# Given information start
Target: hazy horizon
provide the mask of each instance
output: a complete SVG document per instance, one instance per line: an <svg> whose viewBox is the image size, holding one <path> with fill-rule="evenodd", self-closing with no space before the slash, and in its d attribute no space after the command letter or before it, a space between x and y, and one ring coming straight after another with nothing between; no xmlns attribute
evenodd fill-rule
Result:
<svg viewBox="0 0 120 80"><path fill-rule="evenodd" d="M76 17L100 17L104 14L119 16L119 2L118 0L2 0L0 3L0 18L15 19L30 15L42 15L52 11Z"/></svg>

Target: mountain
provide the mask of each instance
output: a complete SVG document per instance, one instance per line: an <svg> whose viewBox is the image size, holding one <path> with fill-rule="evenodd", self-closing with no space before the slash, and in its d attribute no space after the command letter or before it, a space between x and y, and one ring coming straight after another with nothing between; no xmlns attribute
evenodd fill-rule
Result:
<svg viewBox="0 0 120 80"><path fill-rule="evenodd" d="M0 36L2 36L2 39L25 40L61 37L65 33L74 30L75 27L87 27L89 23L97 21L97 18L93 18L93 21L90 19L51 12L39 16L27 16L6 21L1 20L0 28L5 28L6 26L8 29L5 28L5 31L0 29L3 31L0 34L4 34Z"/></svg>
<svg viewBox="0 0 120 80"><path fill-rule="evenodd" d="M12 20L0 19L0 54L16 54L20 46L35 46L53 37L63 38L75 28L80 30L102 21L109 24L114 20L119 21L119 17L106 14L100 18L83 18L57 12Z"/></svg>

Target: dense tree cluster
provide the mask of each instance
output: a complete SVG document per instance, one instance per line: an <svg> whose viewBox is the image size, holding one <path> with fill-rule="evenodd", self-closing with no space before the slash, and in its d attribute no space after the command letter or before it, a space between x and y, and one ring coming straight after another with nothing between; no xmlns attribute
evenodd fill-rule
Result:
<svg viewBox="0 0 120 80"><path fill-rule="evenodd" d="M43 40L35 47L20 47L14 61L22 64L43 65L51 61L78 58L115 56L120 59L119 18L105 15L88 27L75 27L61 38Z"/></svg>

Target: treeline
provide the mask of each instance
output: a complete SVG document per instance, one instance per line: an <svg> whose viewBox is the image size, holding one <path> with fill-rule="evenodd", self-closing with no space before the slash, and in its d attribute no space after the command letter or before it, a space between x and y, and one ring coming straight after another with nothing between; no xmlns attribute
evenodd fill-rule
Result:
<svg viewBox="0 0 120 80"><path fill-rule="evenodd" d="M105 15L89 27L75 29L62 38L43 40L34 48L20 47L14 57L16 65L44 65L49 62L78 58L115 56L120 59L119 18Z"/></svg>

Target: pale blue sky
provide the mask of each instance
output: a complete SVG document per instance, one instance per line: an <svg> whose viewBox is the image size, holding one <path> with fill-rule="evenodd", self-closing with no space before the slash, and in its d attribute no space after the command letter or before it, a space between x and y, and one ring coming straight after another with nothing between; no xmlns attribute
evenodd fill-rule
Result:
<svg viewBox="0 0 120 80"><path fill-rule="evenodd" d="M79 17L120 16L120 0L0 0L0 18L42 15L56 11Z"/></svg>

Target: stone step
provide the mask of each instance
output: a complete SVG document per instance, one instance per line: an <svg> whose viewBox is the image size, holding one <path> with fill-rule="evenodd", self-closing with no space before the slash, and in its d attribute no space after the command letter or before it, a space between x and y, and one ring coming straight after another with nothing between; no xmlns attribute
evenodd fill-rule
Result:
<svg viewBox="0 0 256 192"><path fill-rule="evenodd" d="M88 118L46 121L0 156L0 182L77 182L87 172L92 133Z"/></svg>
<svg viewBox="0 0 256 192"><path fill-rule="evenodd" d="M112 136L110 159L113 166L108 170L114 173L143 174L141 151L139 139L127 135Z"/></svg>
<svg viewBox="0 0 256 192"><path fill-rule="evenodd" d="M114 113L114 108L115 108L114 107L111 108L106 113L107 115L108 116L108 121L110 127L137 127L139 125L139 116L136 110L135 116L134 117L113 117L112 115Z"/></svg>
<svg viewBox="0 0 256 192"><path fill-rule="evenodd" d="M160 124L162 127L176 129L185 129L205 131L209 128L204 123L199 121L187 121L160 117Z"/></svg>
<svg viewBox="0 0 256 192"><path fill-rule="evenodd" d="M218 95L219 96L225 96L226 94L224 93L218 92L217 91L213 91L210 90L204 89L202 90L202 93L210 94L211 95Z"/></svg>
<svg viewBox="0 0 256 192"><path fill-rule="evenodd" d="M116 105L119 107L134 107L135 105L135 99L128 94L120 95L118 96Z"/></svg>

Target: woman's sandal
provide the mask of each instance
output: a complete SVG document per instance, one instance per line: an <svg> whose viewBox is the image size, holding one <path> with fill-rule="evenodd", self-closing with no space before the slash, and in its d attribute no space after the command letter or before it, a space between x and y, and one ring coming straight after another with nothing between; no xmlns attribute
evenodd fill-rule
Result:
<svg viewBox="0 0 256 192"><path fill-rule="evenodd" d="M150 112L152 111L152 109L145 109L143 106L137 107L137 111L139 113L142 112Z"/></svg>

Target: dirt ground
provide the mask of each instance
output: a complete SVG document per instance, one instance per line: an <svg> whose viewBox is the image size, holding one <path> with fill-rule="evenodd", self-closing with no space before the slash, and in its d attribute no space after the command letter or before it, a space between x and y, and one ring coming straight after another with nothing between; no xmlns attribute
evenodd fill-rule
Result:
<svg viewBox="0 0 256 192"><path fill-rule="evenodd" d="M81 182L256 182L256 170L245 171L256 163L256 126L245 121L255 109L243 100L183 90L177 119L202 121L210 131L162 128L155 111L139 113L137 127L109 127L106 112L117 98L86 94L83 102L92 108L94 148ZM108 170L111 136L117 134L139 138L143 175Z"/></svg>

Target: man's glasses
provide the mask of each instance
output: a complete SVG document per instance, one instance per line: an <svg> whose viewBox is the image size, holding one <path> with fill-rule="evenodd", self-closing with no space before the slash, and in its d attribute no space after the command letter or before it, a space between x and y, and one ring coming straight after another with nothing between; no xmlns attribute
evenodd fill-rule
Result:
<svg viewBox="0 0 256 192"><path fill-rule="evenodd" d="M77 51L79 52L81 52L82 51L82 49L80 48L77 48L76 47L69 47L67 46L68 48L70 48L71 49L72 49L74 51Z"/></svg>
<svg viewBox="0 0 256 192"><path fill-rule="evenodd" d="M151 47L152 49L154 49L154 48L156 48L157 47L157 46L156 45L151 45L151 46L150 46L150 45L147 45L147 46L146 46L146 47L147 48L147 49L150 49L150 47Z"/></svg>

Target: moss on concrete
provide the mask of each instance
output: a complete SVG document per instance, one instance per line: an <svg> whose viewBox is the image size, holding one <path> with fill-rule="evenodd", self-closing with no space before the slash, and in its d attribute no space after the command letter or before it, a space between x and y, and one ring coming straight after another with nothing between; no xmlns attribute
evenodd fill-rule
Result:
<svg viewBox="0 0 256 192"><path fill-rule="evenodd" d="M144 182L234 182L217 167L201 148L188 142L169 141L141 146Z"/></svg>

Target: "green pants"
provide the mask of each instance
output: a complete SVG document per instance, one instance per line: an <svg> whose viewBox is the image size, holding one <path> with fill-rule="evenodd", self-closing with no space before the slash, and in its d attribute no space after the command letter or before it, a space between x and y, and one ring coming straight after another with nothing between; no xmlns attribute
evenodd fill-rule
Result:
# Given information end
= To be done =
Copy every item above word for word, line by line.

= Written solution =
Target: hazy horizon
provide the mask of each instance
output: a complete SVG document per instance, one instance per line: an <svg> whose viewBox is the image size, holding one <path> with fill-rule="evenodd", self-closing with no space before the slash, and in its d attribute no space after the command letter or before it, a space between x and y, and one ring coming straight after another with nothing between; no xmlns attribute
evenodd fill-rule
Result:
<svg viewBox="0 0 120 80"><path fill-rule="evenodd" d="M76 17L100 17L104 14L119 16L119 2L118 0L2 0L0 3L0 18L15 19L30 15L42 15L52 11Z"/></svg>

Target: mountain
provide the mask of each instance
output: a complete SVG document per instance, one instance per line: an <svg> whose viewBox is the image size, holding one <path> with fill-rule="evenodd", self-closing with no space before the slash, and in its d attribute no space after the command letter or before it, a space between x and y, and one ring coming straight after another with nothing between; no xmlns attribute
evenodd fill-rule
Result:
<svg viewBox="0 0 120 80"><path fill-rule="evenodd" d="M0 36L2 36L2 39L25 40L61 37L65 33L74 30L75 27L87 27L89 23L97 21L97 18L93 18L93 21L90 19L51 12L39 16L27 16L6 21L1 20L0 28L5 28L6 26L8 29L5 28L5 31L0 29L3 31L0 34L4 34Z"/></svg>
<svg viewBox="0 0 120 80"><path fill-rule="evenodd" d="M12 20L0 19L0 54L16 54L20 46L35 46L53 37L63 38L75 28L80 30L102 21L109 24L114 20L119 21L119 17L106 14L100 18L83 18L57 12Z"/></svg>

Target: dense tree cluster
provide the mask of each instance
output: a complete SVG document per instance, one instance per line: an <svg> whose viewBox is the image size, holding one <path> with fill-rule="evenodd", self-closing with no space before the slash, and in its d attribute no space after the command letter or before it, a space between x and y, and one ring coming straight after another with nothing between; no xmlns attribute
evenodd fill-rule
Result:
<svg viewBox="0 0 120 80"><path fill-rule="evenodd" d="M43 40L35 47L20 47L14 61L22 64L43 65L51 61L78 58L115 56L120 59L119 18L105 15L88 27L75 27L61 38Z"/></svg>

Target: treeline
provide the mask of each instance
output: a complete SVG document per instance, one instance per line: an <svg> whose viewBox is the image size, holding one <path> with fill-rule="evenodd", self-closing with no space before the slash, and in its d attribute no space after the command letter or before it, a space between x and y, and one ring coming straight after another with nothing between; no xmlns attribute
evenodd fill-rule
Result:
<svg viewBox="0 0 120 80"><path fill-rule="evenodd" d="M105 15L89 27L75 29L62 38L43 40L34 48L20 47L14 57L16 65L44 65L49 62L78 58L115 56L120 59L119 18Z"/></svg>

Target: pale blue sky
provide the mask of each instance
output: a complete SVG document per instance, one instance per line: an <svg> whose viewBox is the image size, holding one <path> with fill-rule="evenodd", self-closing with no space before the slash, and in its d attribute no space after the command letter or before it, a space between x and y, and one ring coming straight after another with nothing between; no xmlns attribute
evenodd fill-rule
Result:
<svg viewBox="0 0 120 80"><path fill-rule="evenodd" d="M79 17L120 16L120 0L0 0L0 18L42 15L56 11Z"/></svg>

Target: stone step
provide the mask of each instance
output: a complete SVG document per instance, one instance per line: an <svg> whose viewBox is the image size, holding one <path> with fill-rule="evenodd", self-closing with no space before the slash, and in its d attribute no space after the command letter or before it, a space between x and y, and one ring coming straight after another with nothing between; no xmlns attribute
evenodd fill-rule
Result:
<svg viewBox="0 0 256 192"><path fill-rule="evenodd" d="M88 118L46 121L0 156L0 182L77 182L87 172L92 133Z"/></svg>
<svg viewBox="0 0 256 192"><path fill-rule="evenodd" d="M112 136L110 159L113 166L108 170L114 173L143 174L141 151L139 139L127 135Z"/></svg>
<svg viewBox="0 0 256 192"><path fill-rule="evenodd" d="M114 113L114 108L115 108L114 107L111 108L106 113L107 115L108 116L108 121L110 127L137 127L139 125L139 116L136 110L135 116L134 117L113 117L112 115Z"/></svg>
<svg viewBox="0 0 256 192"><path fill-rule="evenodd" d="M160 124L162 127L176 129L185 129L205 131L209 128L204 123L199 121L187 121L160 117Z"/></svg>
<svg viewBox="0 0 256 192"><path fill-rule="evenodd" d="M218 95L219 96L225 96L226 94L224 93L218 92L217 91L213 91L210 90L204 89L202 90L202 93L210 94L211 95Z"/></svg>
<svg viewBox="0 0 256 192"><path fill-rule="evenodd" d="M116 105L119 107L134 107L135 105L135 99L128 94L120 95L118 96Z"/></svg>

Target: woman's sandal
provide the mask of each instance
output: a complete SVG document per instance, one instance per line: an <svg> whose viewBox is the image size, holding one <path> with fill-rule="evenodd", self-closing with no space before the slash, and in its d attribute no space after the command letter or before it, a space between x and y, and one ring coming straight after another with nothing between; no xmlns attribute
evenodd fill-rule
Result:
<svg viewBox="0 0 256 192"><path fill-rule="evenodd" d="M150 112L152 111L152 109L145 109L143 106L137 107L137 111L139 113L142 112Z"/></svg>

Target: dirt ground
provide the mask of each instance
output: a complete SVG document per instance, one instance per line: an <svg> whose viewBox is the image size, holding one <path> with fill-rule="evenodd", self-closing with no space before the slash, and in its d attribute no space after the command letter or before it, a space between x and y, and one ring coming straight after another with nothing between; no xmlns attribute
evenodd fill-rule
Result:
<svg viewBox="0 0 256 192"><path fill-rule="evenodd" d="M81 182L256 182L256 170L245 171L256 163L256 126L245 121L255 109L243 100L183 90L177 119L202 121L210 131L162 128L155 111L139 113L137 127L109 127L106 112L117 98L86 94L83 102L92 108L94 148ZM108 170L111 136L117 134L139 138L143 175Z"/></svg>

Target: man's glasses
provide the mask of each instance
output: a complete SVG document per instance, one instance per line: an <svg> whose viewBox is the image size, holding one <path> with fill-rule="evenodd", self-closing with no space before the slash, and in its d attribute no space after the command letter or before it, a space between x and y, and one ring coming straight after another with nothing between; no xmlns attribute
evenodd fill-rule
Result:
<svg viewBox="0 0 256 192"><path fill-rule="evenodd" d="M77 51L79 52L81 52L82 51L82 49L80 48L77 48L76 47L69 47L67 46L68 48L70 48L71 49L72 49L74 51Z"/></svg>
<svg viewBox="0 0 256 192"><path fill-rule="evenodd" d="M151 47L152 49L154 49L154 48L156 48L157 47L157 46L156 45L151 45L151 46L150 46L150 45L147 45L147 46L146 46L146 47L147 48L147 49L150 49L150 47Z"/></svg>

Target: moss on concrete
provide the mask of each instance
output: a complete SVG document per instance, one instance per line: an <svg> whose viewBox is the image size, holding one <path> with fill-rule="evenodd", self-closing with no space before the slash, and in its d attribute no space after the command letter or before it, a space between x and y, and one ring coming straight after another with nothing between; no xmlns attribute
evenodd fill-rule
Result:
<svg viewBox="0 0 256 192"><path fill-rule="evenodd" d="M144 182L234 182L217 167L201 148L188 142L169 141L141 146Z"/></svg>

Target: "green pants"
provide the mask of each instance
output: a complete SVG document per instance, one instance per line: an <svg> whose viewBox is the image size, holding one <path> with fill-rule="evenodd", self-closing with no space before the slash, and in its d attribute no space after the command letter or before it, a space between x and y, and one ring coming straight after another with nothing between; no xmlns attribute
evenodd fill-rule
Result:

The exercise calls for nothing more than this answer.